TASK DESCRIPTION: Write out the listing below again with each "window band" switched to "glass strip", keeping everything else the same. Leave out the pictures.

Outline labeling records:
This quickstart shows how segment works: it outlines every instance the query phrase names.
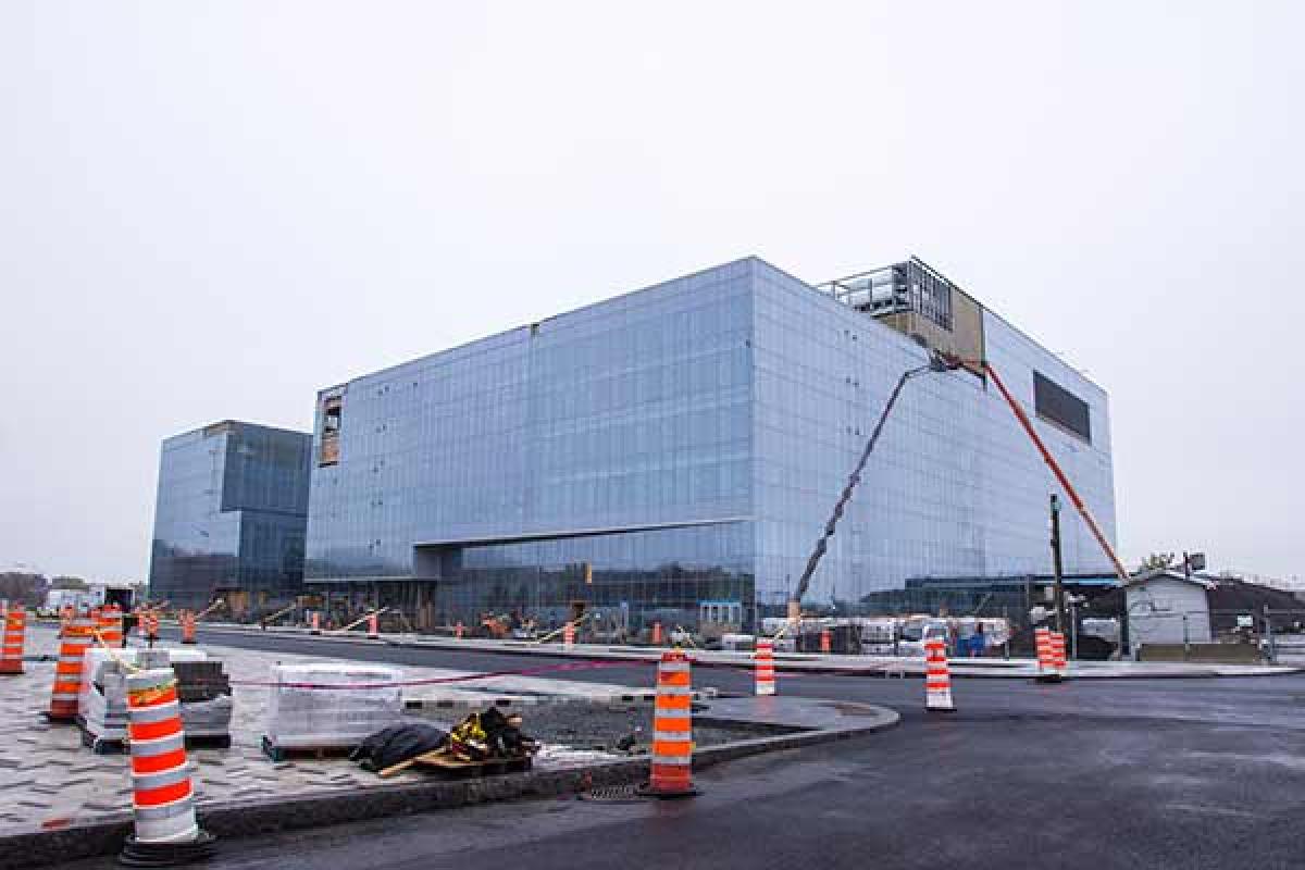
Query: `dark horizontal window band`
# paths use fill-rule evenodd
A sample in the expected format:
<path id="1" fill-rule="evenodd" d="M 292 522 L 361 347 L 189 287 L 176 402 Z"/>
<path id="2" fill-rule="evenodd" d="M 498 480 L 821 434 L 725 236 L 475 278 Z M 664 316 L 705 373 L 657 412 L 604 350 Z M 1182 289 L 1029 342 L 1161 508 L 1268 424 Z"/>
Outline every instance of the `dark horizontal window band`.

THE COMPLETED TASK:
This quickstart shows how segment works: it outlines every instance the query phrase names.
Query: `dark horizontal glass strip`
# paths use fill-rule evenodd
A sample in the expected format:
<path id="1" fill-rule="evenodd" d="M 292 522 L 361 347 L 189 287 L 176 402 Z"/>
<path id="2" fill-rule="evenodd" d="M 498 480 L 821 434 L 725 236 L 475 278 Z M 664 316 L 705 373 L 657 412 L 604 350 Z M 1182 289 L 1029 342 L 1161 508 L 1268 424 Z"/>
Outline every instance of the `dark horizontal glass strip`.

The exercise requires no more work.